* [What you are asked to do] Repeat exactly the lines of the listing from the line containing "Put a dot on each instance of the carved" through its last line, and nothing beyond them.

▬▬▬

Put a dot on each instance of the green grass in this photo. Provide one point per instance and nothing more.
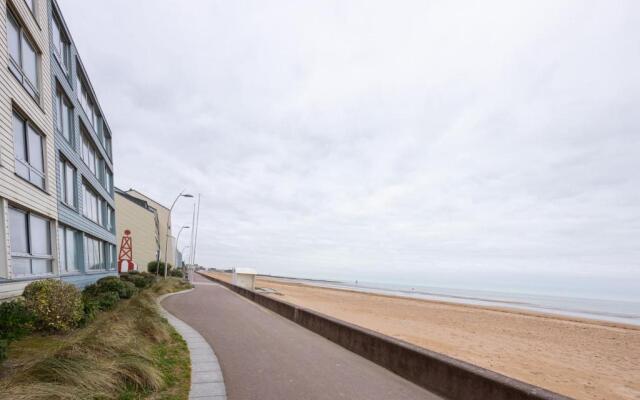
(130, 352)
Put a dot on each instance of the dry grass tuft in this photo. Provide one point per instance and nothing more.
(124, 353)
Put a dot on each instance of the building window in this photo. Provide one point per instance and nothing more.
(88, 105)
(108, 145)
(24, 58)
(92, 205)
(32, 5)
(89, 155)
(30, 243)
(67, 183)
(28, 145)
(63, 116)
(109, 219)
(110, 256)
(60, 44)
(67, 245)
(108, 180)
(93, 254)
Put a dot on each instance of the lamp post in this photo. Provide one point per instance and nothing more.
(177, 239)
(166, 242)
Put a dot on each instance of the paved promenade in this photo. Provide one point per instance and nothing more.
(266, 357)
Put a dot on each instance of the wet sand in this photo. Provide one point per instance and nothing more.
(578, 358)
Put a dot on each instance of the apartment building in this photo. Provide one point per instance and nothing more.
(164, 220)
(141, 219)
(57, 214)
(84, 164)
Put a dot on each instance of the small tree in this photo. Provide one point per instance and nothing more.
(57, 305)
(158, 266)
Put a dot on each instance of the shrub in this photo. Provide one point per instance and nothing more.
(91, 308)
(140, 281)
(129, 290)
(4, 344)
(114, 284)
(57, 305)
(158, 266)
(16, 320)
(176, 272)
(105, 300)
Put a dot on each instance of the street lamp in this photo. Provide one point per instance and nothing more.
(166, 242)
(177, 239)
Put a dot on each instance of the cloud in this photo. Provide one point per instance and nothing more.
(491, 145)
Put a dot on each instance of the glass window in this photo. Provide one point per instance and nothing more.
(29, 61)
(62, 248)
(35, 149)
(39, 234)
(67, 246)
(30, 243)
(19, 139)
(67, 183)
(13, 38)
(71, 250)
(63, 118)
(93, 253)
(60, 44)
(19, 231)
(28, 146)
(24, 57)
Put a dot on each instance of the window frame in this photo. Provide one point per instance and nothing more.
(91, 151)
(98, 204)
(63, 240)
(30, 255)
(63, 167)
(26, 124)
(17, 66)
(61, 101)
(64, 59)
(92, 253)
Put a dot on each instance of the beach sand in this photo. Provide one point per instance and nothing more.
(578, 358)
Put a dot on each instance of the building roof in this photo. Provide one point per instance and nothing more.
(149, 199)
(142, 203)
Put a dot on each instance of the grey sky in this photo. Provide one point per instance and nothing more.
(489, 145)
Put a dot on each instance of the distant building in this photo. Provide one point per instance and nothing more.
(56, 180)
(147, 220)
(141, 219)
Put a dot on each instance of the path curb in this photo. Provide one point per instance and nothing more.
(207, 382)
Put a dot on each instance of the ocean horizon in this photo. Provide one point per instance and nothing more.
(609, 310)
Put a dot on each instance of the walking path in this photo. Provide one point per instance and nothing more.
(266, 357)
(206, 376)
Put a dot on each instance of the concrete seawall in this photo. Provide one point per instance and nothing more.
(451, 378)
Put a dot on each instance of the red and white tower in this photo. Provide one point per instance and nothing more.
(125, 257)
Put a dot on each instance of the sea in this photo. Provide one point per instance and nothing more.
(619, 311)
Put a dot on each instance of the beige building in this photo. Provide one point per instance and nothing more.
(147, 220)
(28, 195)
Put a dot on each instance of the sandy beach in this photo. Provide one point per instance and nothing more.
(578, 358)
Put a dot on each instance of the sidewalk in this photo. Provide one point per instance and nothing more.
(264, 356)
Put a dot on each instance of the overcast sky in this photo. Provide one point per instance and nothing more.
(491, 145)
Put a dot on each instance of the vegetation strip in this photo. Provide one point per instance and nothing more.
(127, 352)
(207, 382)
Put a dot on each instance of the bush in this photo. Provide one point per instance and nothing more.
(16, 320)
(105, 300)
(91, 308)
(139, 280)
(4, 344)
(158, 266)
(129, 290)
(114, 284)
(57, 305)
(176, 272)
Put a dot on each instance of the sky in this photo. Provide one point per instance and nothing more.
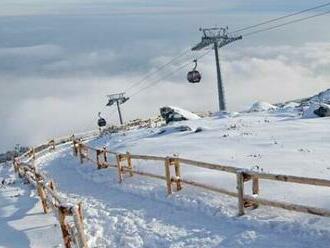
(60, 60)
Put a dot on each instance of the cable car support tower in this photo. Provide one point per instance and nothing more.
(218, 37)
(119, 99)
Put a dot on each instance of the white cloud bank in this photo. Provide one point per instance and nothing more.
(50, 107)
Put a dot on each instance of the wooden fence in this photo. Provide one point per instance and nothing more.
(125, 166)
(70, 216)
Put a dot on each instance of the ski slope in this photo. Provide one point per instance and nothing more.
(22, 221)
(138, 213)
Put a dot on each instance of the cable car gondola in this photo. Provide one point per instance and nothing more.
(194, 76)
(101, 121)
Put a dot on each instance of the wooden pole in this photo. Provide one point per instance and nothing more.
(177, 174)
(15, 165)
(120, 176)
(240, 191)
(255, 188)
(81, 214)
(52, 185)
(80, 149)
(42, 195)
(98, 159)
(168, 176)
(129, 164)
(105, 154)
(33, 158)
(75, 149)
(64, 227)
(80, 228)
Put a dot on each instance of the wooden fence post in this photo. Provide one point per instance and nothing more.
(41, 191)
(15, 165)
(255, 188)
(42, 195)
(129, 164)
(240, 191)
(64, 227)
(168, 176)
(78, 220)
(52, 144)
(177, 174)
(98, 152)
(80, 150)
(105, 157)
(120, 176)
(81, 214)
(33, 158)
(52, 185)
(75, 149)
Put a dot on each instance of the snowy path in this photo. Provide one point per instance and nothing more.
(22, 221)
(138, 214)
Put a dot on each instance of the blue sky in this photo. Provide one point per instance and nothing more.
(61, 59)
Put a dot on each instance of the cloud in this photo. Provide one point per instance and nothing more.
(56, 71)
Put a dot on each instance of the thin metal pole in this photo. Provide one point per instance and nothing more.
(119, 112)
(222, 106)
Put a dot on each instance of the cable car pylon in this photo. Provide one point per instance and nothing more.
(218, 37)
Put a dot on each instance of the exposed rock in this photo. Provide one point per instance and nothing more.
(171, 114)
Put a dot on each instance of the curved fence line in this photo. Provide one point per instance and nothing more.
(70, 215)
(124, 165)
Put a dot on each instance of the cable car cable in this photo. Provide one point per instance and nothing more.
(280, 18)
(286, 23)
(132, 85)
(154, 83)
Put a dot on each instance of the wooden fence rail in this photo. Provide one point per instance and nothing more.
(69, 215)
(73, 232)
(125, 165)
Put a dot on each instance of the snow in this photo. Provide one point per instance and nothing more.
(138, 213)
(262, 106)
(187, 114)
(22, 221)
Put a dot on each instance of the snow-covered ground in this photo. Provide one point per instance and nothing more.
(138, 213)
(22, 221)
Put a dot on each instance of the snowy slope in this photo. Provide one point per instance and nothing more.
(138, 213)
(22, 221)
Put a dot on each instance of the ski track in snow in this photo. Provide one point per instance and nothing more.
(138, 213)
(22, 221)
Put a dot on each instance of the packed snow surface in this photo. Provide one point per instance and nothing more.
(261, 106)
(22, 221)
(138, 213)
(185, 113)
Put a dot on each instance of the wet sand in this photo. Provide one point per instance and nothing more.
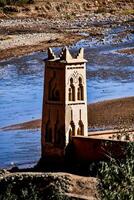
(107, 114)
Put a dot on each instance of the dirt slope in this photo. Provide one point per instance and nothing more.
(68, 8)
(109, 114)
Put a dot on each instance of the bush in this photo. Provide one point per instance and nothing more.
(117, 177)
(15, 2)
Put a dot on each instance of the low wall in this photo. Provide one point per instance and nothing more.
(87, 149)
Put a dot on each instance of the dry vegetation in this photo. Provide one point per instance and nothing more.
(64, 8)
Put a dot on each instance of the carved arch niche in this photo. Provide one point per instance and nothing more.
(71, 92)
(48, 131)
(80, 130)
(80, 92)
(59, 133)
(72, 126)
(53, 90)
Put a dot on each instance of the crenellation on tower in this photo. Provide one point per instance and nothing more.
(65, 102)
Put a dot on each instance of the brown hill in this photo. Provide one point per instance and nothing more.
(68, 8)
(106, 114)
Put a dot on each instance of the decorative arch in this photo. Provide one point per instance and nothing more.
(80, 92)
(71, 91)
(80, 130)
(48, 132)
(59, 133)
(53, 90)
(72, 124)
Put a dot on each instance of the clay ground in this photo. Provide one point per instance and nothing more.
(107, 114)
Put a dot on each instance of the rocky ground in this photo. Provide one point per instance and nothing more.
(25, 35)
(121, 115)
(47, 185)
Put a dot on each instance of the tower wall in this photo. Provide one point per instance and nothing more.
(64, 104)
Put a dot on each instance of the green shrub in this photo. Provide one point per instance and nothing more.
(117, 177)
(15, 2)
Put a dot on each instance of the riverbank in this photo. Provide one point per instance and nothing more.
(115, 113)
(20, 36)
(31, 185)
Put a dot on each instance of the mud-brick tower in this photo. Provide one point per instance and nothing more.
(64, 102)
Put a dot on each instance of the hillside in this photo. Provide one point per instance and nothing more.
(63, 8)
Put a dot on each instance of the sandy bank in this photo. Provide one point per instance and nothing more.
(106, 114)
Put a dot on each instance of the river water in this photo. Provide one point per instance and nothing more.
(109, 75)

▬▬▬

* [Solution]
Put a dot on each instance of the carved arch niche in this photo. Provide one point per instance and nothing more.
(71, 92)
(48, 131)
(80, 130)
(80, 92)
(59, 133)
(72, 126)
(53, 90)
Put a dot on each instance of the crenellation on tower in this photo. Provide one point per instance and nothing more.
(65, 102)
Put a dot on each instance of the brown hill in this photo. Provide one point per instance and nothing more.
(68, 8)
(106, 114)
Put a dot on each instance of the decorative arch in this photo. Provide one point per instance and nothing more.
(80, 92)
(71, 91)
(80, 130)
(48, 132)
(59, 133)
(53, 90)
(72, 124)
Put a dot on each instance of the clay ground in this photo. Provide one point per instance and nothing more.
(107, 114)
Put a dot on each instance of the rocky ground in this photo. Provide one point per instance and nothing more.
(25, 35)
(121, 115)
(47, 185)
Put a dot on each instance of the tower wall in this photo. Provide one point per instance and nothing more.
(64, 104)
Put a dot on each instance of the green shrub in this photo. Provide one point per instance and nothing more.
(117, 177)
(15, 2)
Put a dot on each instance of the riverbank in this photo. Provide one point per instance and nothing more.
(115, 113)
(20, 36)
(31, 185)
Put a dot on each instance of the mud-brick tower in this photo. Provide one point per instance and nothing more.
(64, 102)
Put a dot on each instance of the hillside in this photo. Provide one point per instance and nothing more.
(63, 8)
Put a dot on each instance of the sandy bank in this photo. Provide one point per instance and nothing more.
(106, 114)
Put a dot on each instance of the river water in this photo. Provide one point per instance and nothing more.
(109, 75)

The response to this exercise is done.